** Begin RECORDS SHOWN **

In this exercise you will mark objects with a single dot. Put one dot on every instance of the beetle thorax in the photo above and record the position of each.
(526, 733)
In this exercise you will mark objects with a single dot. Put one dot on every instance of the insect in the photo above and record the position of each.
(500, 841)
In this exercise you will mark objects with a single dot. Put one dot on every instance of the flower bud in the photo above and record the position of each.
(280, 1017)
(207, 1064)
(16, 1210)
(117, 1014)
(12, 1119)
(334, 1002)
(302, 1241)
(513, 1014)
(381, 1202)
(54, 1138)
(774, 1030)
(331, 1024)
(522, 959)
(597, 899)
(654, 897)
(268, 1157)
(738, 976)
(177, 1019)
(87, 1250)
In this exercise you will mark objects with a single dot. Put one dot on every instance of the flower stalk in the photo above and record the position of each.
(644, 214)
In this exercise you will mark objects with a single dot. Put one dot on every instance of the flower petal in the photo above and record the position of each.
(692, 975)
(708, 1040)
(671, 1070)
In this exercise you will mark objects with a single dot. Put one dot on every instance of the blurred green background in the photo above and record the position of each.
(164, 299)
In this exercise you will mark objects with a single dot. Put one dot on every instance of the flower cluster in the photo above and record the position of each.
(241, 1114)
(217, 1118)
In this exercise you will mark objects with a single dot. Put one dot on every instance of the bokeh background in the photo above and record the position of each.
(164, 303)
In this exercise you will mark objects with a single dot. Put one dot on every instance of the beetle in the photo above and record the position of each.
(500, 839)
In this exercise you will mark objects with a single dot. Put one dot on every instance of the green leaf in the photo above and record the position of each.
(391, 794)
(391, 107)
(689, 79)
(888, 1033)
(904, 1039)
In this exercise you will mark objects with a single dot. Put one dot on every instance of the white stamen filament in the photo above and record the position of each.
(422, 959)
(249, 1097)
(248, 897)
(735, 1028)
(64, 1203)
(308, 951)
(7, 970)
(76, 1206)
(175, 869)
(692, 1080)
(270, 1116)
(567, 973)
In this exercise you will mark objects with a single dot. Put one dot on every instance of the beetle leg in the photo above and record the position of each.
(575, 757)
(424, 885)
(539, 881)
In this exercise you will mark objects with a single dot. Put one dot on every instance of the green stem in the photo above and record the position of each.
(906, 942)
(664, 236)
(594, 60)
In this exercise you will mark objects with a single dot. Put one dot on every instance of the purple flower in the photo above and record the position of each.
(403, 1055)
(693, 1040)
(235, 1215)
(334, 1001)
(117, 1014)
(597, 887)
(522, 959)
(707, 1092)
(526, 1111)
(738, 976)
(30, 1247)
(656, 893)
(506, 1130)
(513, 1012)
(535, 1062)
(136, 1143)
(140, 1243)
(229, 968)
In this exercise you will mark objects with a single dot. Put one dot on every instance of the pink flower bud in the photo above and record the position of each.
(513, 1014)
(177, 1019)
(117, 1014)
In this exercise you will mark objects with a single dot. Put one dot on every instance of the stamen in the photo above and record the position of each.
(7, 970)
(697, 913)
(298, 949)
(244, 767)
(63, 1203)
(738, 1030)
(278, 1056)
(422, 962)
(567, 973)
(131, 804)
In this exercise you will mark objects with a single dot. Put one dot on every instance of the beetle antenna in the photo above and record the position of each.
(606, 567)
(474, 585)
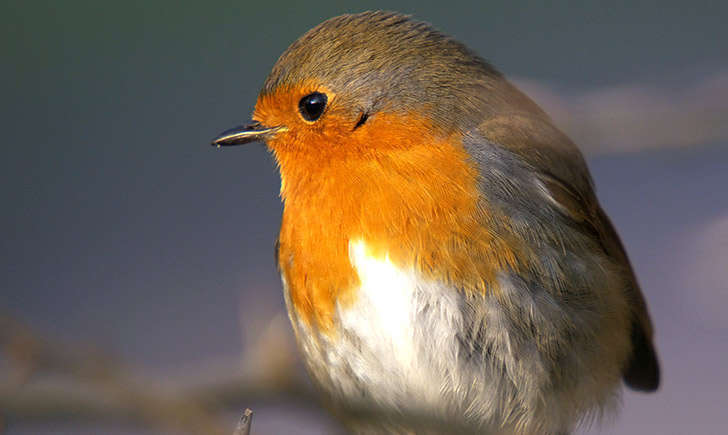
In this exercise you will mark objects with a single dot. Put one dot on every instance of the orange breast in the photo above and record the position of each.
(394, 183)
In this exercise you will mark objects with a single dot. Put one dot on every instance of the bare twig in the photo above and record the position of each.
(53, 381)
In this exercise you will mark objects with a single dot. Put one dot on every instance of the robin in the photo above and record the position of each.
(445, 263)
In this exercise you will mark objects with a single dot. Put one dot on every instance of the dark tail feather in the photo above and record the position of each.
(643, 371)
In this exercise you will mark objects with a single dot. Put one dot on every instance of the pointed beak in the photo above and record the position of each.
(243, 134)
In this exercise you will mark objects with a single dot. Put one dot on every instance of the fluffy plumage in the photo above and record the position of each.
(441, 247)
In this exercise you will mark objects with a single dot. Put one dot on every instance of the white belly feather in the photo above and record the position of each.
(398, 330)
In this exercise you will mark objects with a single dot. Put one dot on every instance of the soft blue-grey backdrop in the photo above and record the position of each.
(121, 226)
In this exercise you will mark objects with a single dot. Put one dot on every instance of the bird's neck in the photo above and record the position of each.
(419, 207)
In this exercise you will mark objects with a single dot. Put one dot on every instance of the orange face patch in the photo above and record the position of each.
(396, 183)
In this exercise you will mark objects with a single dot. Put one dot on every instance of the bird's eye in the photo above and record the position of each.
(312, 106)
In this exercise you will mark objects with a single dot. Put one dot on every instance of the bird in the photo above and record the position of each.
(446, 265)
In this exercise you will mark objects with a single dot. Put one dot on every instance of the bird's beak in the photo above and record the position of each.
(243, 134)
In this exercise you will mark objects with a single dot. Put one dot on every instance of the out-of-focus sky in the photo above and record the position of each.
(121, 226)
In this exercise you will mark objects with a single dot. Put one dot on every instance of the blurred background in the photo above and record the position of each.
(137, 261)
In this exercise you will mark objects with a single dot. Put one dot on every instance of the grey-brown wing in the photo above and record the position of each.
(564, 174)
(642, 371)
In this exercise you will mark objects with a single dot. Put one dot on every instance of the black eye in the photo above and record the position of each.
(312, 106)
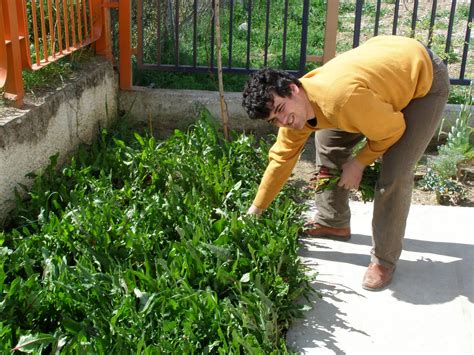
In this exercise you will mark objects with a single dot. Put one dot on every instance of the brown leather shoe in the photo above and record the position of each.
(377, 277)
(318, 230)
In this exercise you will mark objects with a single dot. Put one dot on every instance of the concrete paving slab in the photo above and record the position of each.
(428, 307)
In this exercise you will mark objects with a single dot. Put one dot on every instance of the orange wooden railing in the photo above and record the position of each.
(52, 29)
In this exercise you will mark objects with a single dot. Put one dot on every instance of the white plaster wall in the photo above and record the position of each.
(68, 117)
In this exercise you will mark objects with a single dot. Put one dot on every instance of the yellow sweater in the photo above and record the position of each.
(362, 90)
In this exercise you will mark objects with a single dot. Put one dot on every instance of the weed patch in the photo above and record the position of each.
(143, 246)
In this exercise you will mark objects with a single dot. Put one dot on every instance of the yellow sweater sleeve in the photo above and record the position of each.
(364, 112)
(283, 157)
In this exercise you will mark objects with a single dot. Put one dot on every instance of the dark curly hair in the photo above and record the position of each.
(259, 89)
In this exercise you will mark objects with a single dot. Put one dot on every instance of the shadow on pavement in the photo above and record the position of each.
(442, 272)
(323, 335)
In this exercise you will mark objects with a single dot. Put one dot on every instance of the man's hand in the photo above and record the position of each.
(254, 210)
(351, 174)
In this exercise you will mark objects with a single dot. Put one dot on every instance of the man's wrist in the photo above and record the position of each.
(254, 210)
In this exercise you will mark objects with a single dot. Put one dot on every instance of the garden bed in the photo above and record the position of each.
(143, 246)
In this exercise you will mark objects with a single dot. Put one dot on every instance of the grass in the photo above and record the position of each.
(139, 246)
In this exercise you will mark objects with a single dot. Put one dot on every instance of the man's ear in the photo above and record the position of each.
(294, 89)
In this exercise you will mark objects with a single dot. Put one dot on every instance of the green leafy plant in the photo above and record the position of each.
(140, 246)
(444, 169)
(327, 179)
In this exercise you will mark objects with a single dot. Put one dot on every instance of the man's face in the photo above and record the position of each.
(290, 111)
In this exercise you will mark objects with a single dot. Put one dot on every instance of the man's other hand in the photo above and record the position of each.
(254, 210)
(351, 174)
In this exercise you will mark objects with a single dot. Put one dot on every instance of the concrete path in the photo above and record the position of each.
(428, 307)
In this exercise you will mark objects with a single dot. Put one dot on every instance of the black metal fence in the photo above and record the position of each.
(176, 35)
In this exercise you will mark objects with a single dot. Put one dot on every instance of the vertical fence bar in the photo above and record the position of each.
(43, 32)
(3, 48)
(140, 31)
(249, 29)
(231, 31)
(58, 25)
(450, 29)
(35, 32)
(357, 23)
(395, 17)
(66, 25)
(414, 18)
(125, 37)
(267, 27)
(432, 20)
(73, 23)
(158, 32)
(51, 29)
(79, 21)
(304, 37)
(377, 18)
(91, 25)
(176, 34)
(195, 33)
(466, 40)
(285, 30)
(101, 28)
(330, 37)
(211, 64)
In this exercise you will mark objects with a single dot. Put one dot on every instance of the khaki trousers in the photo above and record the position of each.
(395, 184)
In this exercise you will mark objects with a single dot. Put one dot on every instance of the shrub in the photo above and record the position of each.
(144, 246)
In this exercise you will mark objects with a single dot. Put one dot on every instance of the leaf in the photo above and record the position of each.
(245, 277)
(28, 343)
(139, 139)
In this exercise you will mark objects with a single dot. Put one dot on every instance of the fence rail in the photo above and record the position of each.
(36, 33)
(175, 35)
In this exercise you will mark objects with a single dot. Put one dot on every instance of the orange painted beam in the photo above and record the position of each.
(14, 89)
(125, 56)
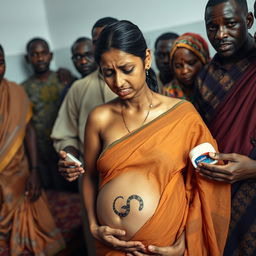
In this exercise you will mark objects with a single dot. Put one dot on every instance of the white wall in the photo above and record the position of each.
(62, 21)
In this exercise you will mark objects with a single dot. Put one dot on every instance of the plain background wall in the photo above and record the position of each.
(60, 22)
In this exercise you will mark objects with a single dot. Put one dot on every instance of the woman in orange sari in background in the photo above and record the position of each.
(140, 188)
(25, 219)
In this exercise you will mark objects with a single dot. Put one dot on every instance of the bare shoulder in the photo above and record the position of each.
(101, 115)
(165, 102)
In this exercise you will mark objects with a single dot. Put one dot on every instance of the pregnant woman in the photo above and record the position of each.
(140, 188)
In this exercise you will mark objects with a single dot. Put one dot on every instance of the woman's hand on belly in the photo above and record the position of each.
(113, 238)
(177, 249)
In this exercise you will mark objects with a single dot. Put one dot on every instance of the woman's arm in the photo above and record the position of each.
(92, 149)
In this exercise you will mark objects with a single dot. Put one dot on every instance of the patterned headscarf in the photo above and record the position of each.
(193, 42)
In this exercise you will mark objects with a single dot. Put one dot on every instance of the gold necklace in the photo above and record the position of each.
(149, 108)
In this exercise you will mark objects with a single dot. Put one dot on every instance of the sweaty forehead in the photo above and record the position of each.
(85, 46)
(116, 57)
(225, 10)
(38, 45)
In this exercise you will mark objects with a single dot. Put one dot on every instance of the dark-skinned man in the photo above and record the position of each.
(226, 99)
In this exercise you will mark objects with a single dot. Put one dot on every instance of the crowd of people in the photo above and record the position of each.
(133, 128)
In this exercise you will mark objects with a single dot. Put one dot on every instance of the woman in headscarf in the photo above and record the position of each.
(188, 54)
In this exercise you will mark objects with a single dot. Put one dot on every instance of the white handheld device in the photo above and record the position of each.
(201, 154)
(71, 158)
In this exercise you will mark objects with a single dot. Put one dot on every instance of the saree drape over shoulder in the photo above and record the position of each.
(160, 151)
(22, 224)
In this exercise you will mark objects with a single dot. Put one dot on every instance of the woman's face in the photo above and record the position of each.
(185, 65)
(124, 73)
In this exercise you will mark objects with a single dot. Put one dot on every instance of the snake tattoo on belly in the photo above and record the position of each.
(127, 206)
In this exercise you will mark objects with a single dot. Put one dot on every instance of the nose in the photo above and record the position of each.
(119, 81)
(166, 58)
(84, 60)
(221, 33)
(39, 56)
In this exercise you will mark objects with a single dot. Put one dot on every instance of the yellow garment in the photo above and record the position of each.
(160, 150)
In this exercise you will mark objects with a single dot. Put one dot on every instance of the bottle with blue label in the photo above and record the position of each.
(200, 154)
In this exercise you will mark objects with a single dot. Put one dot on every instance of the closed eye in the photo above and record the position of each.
(128, 70)
(108, 72)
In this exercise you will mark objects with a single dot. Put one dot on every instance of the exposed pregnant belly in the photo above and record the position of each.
(127, 202)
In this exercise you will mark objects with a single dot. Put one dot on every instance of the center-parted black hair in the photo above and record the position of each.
(36, 39)
(127, 37)
(103, 22)
(166, 36)
(241, 3)
(78, 41)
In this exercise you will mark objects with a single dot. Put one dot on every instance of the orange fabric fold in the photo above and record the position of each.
(160, 150)
(22, 224)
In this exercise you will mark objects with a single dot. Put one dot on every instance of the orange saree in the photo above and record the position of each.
(22, 224)
(160, 150)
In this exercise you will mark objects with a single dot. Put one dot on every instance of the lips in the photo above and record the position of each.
(124, 92)
(224, 46)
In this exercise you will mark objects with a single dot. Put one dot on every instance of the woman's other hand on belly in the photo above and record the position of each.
(113, 238)
(177, 249)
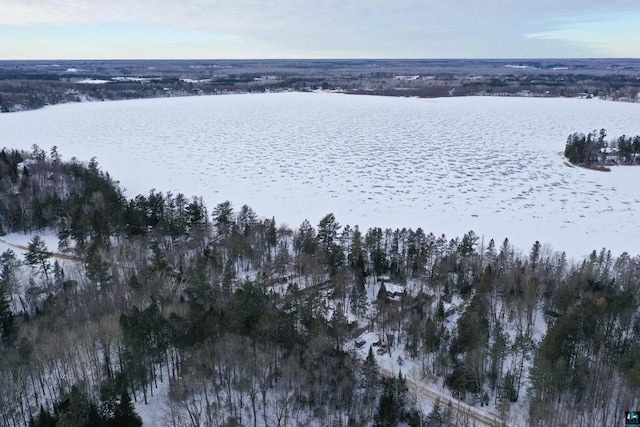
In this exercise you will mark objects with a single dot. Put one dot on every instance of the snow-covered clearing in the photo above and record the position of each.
(449, 165)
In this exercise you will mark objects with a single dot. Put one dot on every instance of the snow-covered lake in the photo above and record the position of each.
(449, 165)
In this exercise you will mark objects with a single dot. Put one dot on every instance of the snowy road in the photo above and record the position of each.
(468, 414)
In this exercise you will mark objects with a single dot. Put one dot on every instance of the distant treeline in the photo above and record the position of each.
(593, 149)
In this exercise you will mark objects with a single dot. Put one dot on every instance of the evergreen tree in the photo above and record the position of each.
(125, 414)
(38, 256)
(6, 316)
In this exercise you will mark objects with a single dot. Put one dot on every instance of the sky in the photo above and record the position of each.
(252, 29)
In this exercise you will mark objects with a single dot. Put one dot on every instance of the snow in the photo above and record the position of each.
(448, 165)
(19, 242)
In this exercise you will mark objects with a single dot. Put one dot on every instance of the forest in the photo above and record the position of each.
(238, 321)
(592, 149)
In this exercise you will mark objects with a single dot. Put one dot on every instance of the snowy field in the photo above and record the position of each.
(449, 165)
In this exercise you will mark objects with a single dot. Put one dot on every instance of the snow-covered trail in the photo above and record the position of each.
(463, 411)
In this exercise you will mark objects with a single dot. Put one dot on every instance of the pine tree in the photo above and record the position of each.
(38, 256)
(6, 316)
(125, 414)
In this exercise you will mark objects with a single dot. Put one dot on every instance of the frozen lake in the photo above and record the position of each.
(449, 165)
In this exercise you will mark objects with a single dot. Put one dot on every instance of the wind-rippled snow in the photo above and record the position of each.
(448, 165)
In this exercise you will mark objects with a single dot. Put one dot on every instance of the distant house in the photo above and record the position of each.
(394, 291)
(609, 157)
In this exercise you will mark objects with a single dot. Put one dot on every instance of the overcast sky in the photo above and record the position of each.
(210, 29)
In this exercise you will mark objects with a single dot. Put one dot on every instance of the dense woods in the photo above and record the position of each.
(593, 150)
(236, 320)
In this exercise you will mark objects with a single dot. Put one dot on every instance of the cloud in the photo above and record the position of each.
(409, 28)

** End RECORDS SHOWN **

_TASK TO COMPLETE_
Reproduce, without alteration, the part of the items above that opens with the line containing "green leaf in" and closes with the line containing "(904, 1039)", including both of those lines.

_SOLUTION TO THIS PROBLEM_
In this exercise you will mark objects with a single dot. Put one dot on every instance of the green leaf in the photo above and record the position of each.
(391, 794)
(391, 107)
(689, 79)
(888, 1033)
(904, 1039)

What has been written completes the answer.